> **REQUIREMENT**
Reproduce each of the entries below word for word, leaving nothing out and changing nothing.

--- BEGIN ---

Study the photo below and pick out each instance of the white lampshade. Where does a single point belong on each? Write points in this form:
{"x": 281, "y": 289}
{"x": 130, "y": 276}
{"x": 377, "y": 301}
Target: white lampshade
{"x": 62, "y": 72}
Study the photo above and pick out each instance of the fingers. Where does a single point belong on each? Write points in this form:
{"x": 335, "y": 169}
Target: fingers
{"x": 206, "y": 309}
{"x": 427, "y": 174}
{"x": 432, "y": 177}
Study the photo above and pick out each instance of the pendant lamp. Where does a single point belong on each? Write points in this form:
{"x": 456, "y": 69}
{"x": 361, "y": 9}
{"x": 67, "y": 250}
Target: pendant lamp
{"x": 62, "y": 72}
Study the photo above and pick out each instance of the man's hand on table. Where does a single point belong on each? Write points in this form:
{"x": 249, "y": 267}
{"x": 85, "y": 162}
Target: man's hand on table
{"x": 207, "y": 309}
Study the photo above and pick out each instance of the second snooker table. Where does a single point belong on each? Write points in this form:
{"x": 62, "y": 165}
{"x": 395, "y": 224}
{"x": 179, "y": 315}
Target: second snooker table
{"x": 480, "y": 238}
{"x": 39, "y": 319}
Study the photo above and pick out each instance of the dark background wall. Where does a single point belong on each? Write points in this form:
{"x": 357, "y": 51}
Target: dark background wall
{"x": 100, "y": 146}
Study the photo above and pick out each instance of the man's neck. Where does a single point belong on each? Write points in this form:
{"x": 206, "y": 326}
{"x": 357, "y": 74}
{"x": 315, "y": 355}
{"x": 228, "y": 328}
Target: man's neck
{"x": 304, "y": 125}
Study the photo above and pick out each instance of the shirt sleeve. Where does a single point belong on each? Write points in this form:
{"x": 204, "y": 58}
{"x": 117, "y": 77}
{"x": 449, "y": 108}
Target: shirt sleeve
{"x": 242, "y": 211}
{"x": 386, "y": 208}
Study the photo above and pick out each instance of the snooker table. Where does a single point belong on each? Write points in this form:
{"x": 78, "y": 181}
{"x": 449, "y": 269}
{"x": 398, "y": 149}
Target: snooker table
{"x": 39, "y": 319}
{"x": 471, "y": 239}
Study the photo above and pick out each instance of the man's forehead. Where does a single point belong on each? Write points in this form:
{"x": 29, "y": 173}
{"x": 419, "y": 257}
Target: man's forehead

--- END ---

> **SOLUTION FOR THIS TASK**
Study the photo below and pick out each instance of the white lampshade. Where does a single point belong on each? Write points in this form:
{"x": 281, "y": 289}
{"x": 130, "y": 276}
{"x": 377, "y": 301}
Target: white lampshade
{"x": 62, "y": 72}
Study the photo above and pick out each instance of the fingers. Where does a single point belong on each? Write points in this form:
{"x": 335, "y": 169}
Target: fingers
{"x": 206, "y": 309}
{"x": 427, "y": 174}
{"x": 432, "y": 177}
Study the photo above and pick out each instance of the pendant lamp. Where does a single point belong on each? Write points in this form:
{"x": 456, "y": 69}
{"x": 361, "y": 9}
{"x": 67, "y": 250}
Target: pendant lamp
{"x": 62, "y": 72}
Study the photo above and pick out each instance of the man's hand on table. Where does a single point belong on each? Write points in this form:
{"x": 249, "y": 267}
{"x": 85, "y": 162}
Target: man's hand on table
{"x": 207, "y": 309}
Study the photo above and pick out each instance of the second snooker table. Where does a single point belong on each? Write points in this form:
{"x": 62, "y": 165}
{"x": 395, "y": 224}
{"x": 179, "y": 315}
Target: second snooker table
{"x": 480, "y": 238}
{"x": 39, "y": 319}
Study the photo above and pick out each instance of the dark background wall. Where does a single point belong on each? Write points in this form:
{"x": 357, "y": 51}
Target: dark background wall
{"x": 100, "y": 146}
Study the photo above and pick out each instance of the man's neck. Where does a single point belong on each? Write points in this form:
{"x": 206, "y": 326}
{"x": 357, "y": 74}
{"x": 315, "y": 355}
{"x": 228, "y": 328}
Target: man's neck
{"x": 304, "y": 125}
Study the photo above and pick out each instance of the shirt sleeve. Where does a single point belong on each? Write points in this form:
{"x": 204, "y": 58}
{"x": 117, "y": 77}
{"x": 449, "y": 108}
Target: shirt sleeve
{"x": 242, "y": 211}
{"x": 386, "y": 208}
Study the photo above and pick out each instance of the snooker table. Where does a single point belong on each? Write points in this form:
{"x": 78, "y": 181}
{"x": 449, "y": 269}
{"x": 398, "y": 149}
Target: snooker table
{"x": 39, "y": 319}
{"x": 471, "y": 239}
Study the photo above and pick out each instance of the man's forehead. Where does a single point belong on each? Write points in this form:
{"x": 29, "y": 173}
{"x": 419, "y": 257}
Target: man's forehead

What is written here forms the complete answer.